Su objetivo => Traduzca al inglés esta oración del fragmento sobre el poema «Teseo» de Ferrater: «Sólo hay figura, ningún fondo misterioso, ningún tesoro oculto.»

Texto de lectura =>
▬▬▬▬▬▬▬▬▬▬
La metáfora inicial del poema -la memoria es un laberinto- se la sirve al poeta, en parte, el mismo mito. En efecto, según una versión menos conocida que la del ovillo, lo que Ariadna le habría dado a Teseo es una corona luminosa. Y es gracias a esta luz como el héroe habría encontrado su camino en la oscuridad del laberinto. Si la memoria tiene sede y está contenida en algún sitio, éste no puede ser otro que la cabeza, único lugar, asimismo, donde toda corona cumple o debería cumplir su función. Así pues, en el hilo que dora la sombría memoria de Teseo (vs. 1-2), Ferrater hace confluir magistralmente las dos versiones de este motivo del mito: es un hilo, pero, como la corona, luminoso. Un hilo que ilumina una oscura memoria. Y mentirosa, pues, al igual que la de Proust, selecciona el material y lo dispone un poco a su antojo, como si tuviera vida propia: los tapices-poemas donde se ha representado el poeta (vs. 3-4) son sombras espesas (v. 19); espeso es por fuerza el tapiz), traiciones (v. 21) a sí mismo,35 mentira.36

«Els tapissos on t'has figurat»... Llegamos a la clave del poema, una muy sutil alusión a una pequeña obra maestra de Henry James: The figure in the carpet. Inteligentísima reflexión sobre la búsqueda del significado oculto de los textos y sobre la relación entre obra e interpretación, la novela relata las pesquisas de un joven crítico para encontrar la secreta intención general que subyace en la obra del escritor que más admira; naturalmente, el joven no obtendrá lo que codicia. En su fino y bello análisis de la obra, Iser (1976) explica el fracaso del crítico por su idea (equivocada) de lo que es el sentido: algo que puede ser sustraído al texto. La interpretación deja tras de sí la obra como cáscara vacía a causa del signifícado que le ha arrancado. En opinión de Iser, La figura de la alfombra sería, pues, una dura crítica al esfuerzo «arqueológico» -y filológico- de interpretación, que excava en zonas profundas y destruye, rompe el texto para descubrir un subtexto que resulte verdadero. En definitiva, lo que hace el crítico «tradicional», así como el lector común (lleno de   —79→   prejuicios), es producto de una confusión: para ambos, los textos de la literatura de ficción son, como los textos de significado discursivo, explicables. La declaración inicial de «Teseo» es un guiño. Con ella alude el narrador a dos formas de leer: la que busca tras las apariencias (donde puede haber, por ejemplo, mensajes esotéricos, ideas filosóficas sobre la vida y demás reducciones) y la que lo hace no más allá de ellas (como dice el novelista al crítico en el tercer capítulo de la novela de James, lo que éste debe encontrar en sus libros está tan encajado en ellos como el pie en el zapato). Naturalmente, la razón se la lleva esta última: no busquéis un significado oculto, pues no lo hay. Sólo hay figura, ningún fondo misterioso, ningún tesoro oculto. El sentido de los textos de ficción tiene carácter figurativo, no discursivo, y sólo se deja captar como imagen; como tal, en lugar de describir algo ya presente de antemano, encarna una representación de aquello que no existe.37 Siendo -o queriendo ser-, pues, los poemas de Les dones i els dies figuras (imágenes), «Teseo» nos invita a su lectura (a su experiencia) en lugar de a su explicación sustitutiva. A la luz de estas consideraciones, ¿qué tiene de extraño que el libro termine con la misma expresión con que empezó?
▬▬▬▬▬▬▬▬▬▬
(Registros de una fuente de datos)
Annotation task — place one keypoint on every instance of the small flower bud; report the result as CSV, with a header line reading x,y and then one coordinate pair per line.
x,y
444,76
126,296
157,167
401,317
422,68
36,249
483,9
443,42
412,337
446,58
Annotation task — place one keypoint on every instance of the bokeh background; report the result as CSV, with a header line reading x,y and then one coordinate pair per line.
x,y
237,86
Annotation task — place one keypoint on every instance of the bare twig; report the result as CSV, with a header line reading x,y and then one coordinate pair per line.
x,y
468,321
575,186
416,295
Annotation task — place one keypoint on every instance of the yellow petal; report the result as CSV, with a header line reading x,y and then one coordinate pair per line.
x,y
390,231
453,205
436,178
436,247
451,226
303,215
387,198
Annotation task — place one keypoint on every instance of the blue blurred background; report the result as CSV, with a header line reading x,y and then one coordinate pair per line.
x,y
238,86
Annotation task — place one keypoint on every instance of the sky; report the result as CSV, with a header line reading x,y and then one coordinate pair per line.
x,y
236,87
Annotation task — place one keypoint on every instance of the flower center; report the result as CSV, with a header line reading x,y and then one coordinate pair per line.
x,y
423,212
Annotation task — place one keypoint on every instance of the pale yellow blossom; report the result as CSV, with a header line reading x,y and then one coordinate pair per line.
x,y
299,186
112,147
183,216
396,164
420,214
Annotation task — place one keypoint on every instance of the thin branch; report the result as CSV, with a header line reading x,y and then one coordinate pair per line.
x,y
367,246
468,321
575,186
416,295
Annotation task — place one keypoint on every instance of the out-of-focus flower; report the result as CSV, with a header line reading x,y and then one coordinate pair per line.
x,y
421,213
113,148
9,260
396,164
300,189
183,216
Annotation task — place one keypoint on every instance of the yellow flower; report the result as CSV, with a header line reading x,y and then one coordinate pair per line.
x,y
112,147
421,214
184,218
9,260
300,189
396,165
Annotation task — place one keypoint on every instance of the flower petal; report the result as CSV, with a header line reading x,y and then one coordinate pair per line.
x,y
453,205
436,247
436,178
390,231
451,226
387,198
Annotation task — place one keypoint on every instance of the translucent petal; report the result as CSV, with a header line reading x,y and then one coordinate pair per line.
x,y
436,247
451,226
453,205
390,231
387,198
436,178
▬▬▬▬▬▬▬▬▬▬
Respuesta esperada => There is only figure: no mysterious depth, no hidden treasure.